Amazon Aurora is a proprietary AWS DB optimized for the cloud that supports Postgres and MySQL
- Storage automatically grows in increments of 10GB up to 128TB
- Can have up to 15 replicas and the replication process is faster than MySQL (sub-10ms replica lag)
- Failover in Aurora is instantaneous
- More efficient than RDS but costs 20% more
- Integrates with AWS ML services like SageMaker and Comprehend
High availability and read scaling
- Stores 6 copies of your data across 3 AZs
  - 4 copies needed for writes
  - 3 copies needed for reads
  - Self-healing with p2p replication
  - Storage is striped across 100s of volumes
- Support for cross-region replication
Aurora as a DB Cluster
- There is a shared storage volume that automatically expands from 10GB to 128TB
- Writing to the shared storage volume is done through communicating with the Writer Endpoint, which points to the master database, which is the only entity that can write to shared storage.
  - If the master fails, automated failover will occur in less than 30 seconds
- To read, connect to the Reader Endpoint, which directs requests to the cluster's set of read-replicas (can have 1-15 at a time), which all read from the shared storage volume
Features of Aurora
- Automatic failover
- Backup and Recovery
- Isolation and security
- Industry compliance
- Push-button scaling
- Automated Patching with Zero Downtime
- Advanced Monitoring
- Routine Maintenance
- Point-in-time restore via the Backtrack feature
Defining Custom Endpoints
- If your application involves many different types of workloads and you want to segregate them (say you want to run analytical queries on specific, more powerful read replica instances but not others), define custom endpoints that communicate with a subset of your replicas.
- The Reader Endpoint is generally not used after defining Custom Endpoints
Serverless Aurora
- Clients communicate with a Proxy Fleet (managed by Aurora), which redirects requests to Aurora DB instances that are instantiated and scaled automatically, which all still read from the shared storage volume
Aurora Global Database (recommended)
- 1 Primary Region (read/write)
- Up to 5 Secondary Regions (read)

● DATA EXTRACT:
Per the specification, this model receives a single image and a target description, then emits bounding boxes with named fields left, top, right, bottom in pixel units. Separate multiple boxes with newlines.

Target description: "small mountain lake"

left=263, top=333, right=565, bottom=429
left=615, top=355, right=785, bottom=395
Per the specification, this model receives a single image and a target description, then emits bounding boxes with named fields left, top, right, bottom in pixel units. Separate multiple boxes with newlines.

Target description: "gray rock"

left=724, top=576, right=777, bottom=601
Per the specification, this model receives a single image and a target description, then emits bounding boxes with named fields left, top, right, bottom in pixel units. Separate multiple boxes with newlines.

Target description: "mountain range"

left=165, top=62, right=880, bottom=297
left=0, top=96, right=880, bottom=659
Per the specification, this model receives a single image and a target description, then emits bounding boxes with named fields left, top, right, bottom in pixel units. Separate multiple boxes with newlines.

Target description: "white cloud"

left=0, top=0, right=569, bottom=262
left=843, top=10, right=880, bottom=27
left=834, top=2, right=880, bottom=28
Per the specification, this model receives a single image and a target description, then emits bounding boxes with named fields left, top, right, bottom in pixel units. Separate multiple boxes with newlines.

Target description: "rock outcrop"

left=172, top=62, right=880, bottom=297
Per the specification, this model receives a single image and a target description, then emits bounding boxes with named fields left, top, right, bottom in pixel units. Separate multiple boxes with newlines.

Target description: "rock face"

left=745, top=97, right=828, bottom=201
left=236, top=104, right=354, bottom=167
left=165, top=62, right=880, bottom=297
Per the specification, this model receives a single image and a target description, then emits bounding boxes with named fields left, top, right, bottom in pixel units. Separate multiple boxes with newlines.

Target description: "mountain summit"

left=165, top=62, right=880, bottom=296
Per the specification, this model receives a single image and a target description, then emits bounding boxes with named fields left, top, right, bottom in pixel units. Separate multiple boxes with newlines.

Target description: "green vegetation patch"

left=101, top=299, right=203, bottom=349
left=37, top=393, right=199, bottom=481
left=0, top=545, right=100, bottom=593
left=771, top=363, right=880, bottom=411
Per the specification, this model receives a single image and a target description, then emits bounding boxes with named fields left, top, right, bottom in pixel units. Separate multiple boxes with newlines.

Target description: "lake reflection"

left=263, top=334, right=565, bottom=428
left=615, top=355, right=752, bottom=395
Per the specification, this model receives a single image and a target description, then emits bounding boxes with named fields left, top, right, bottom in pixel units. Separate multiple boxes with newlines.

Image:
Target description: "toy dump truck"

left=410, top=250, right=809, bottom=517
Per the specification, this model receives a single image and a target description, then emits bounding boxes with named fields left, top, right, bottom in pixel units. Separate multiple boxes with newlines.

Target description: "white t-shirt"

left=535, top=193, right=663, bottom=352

● CHALLENGES:
(a) Answer these from the Aurora notes:
(i) How many copies of the data are needed for writes?
(ii) How much more does Aurora cost than RDS?
(iii) Up to how many secondary regions can an Aurora Global Database have?
(b) Pick up the Aurora notes after their final line and keep writing in the same style.

● ANSWERS BY TASK:
(a)
(i) 4 copies.
(ii) 20% more.
(iii) Up to 5 secondary regions.

(b)
- Up to 16 Read Replicas per Secondary Regions
- Promoting a Secondary region to be a Primary has an RTO of < 1 minute
- Typical cross-region replication takes < 1 second
Backups:
- Automated:
  - Cannot be disabled
  - Retained for 1-35 days
- Manual Snapshots:
  - Manually triggered by the user
  - Backup is retained for as long as desired
Restoring:
- From a backup/snapshot creates a new DB
- From S3:
  1. Create a backup of your on-prem DB using Percona XtraBackup and store the backup file on S3
  2. Restore the backup file onto a new Aurora cluster running MySQL
Aurora Database Cloning - Create a new Aurora DB Cluster from an
- Faster than snapshot & restore
- Uses copy-on-write protocol
  - Initially, the new DB cluster uses the same data volume as the original DB cluster. When updates are made to the new DB cluster data, then additional storage is allocated and data is copied to be separated
  - Fast & cost-effective
  - Useful to create a "staging" database from a "production" database without impacting the production database

ElastiCache

ElastiCache is a managed Redis/Memcached service with high performance and low latency
- Helps reduce load off of DBs for read intensive workloads
- Helps make your application stateless
- Usage will involve heavy application code changes
How it works:
1. Applications query ElastiCache
2. If there is a cache hit, retrieve the value from ElastiCache.
3. Otherwise there is a cache miss. Retrieve the value from your DB service
4. Write the result to the cache
Cache must have invalidation strategy to make sure only the most current data is used. REDIS VS. MEMCACHED
Redis
- Multi-AZ with Auto-Failover
- Read Replicas to scale reads and have high availability
- Data Durability using AOF persistence
- Backup and restore features
- Supports Sets and Sorted Sets (use case: real-time leaderboard store)
- Supports IAM Authentication and SSL in-flight encryption
Memcached
- Multi-node for partitioning of data (sharding)
- No replication
- Non-persistent
- No backup and restore
- Multi-threaded architecture
Patterns for ElastiCache:
- Lazy Loading: All the read data is cached, data can become stale in cache
- Write Through: Adds or updates data in the cache when written to a DB (no stale data)
- Session Store: Store temporary session data in a cache (using TTL features)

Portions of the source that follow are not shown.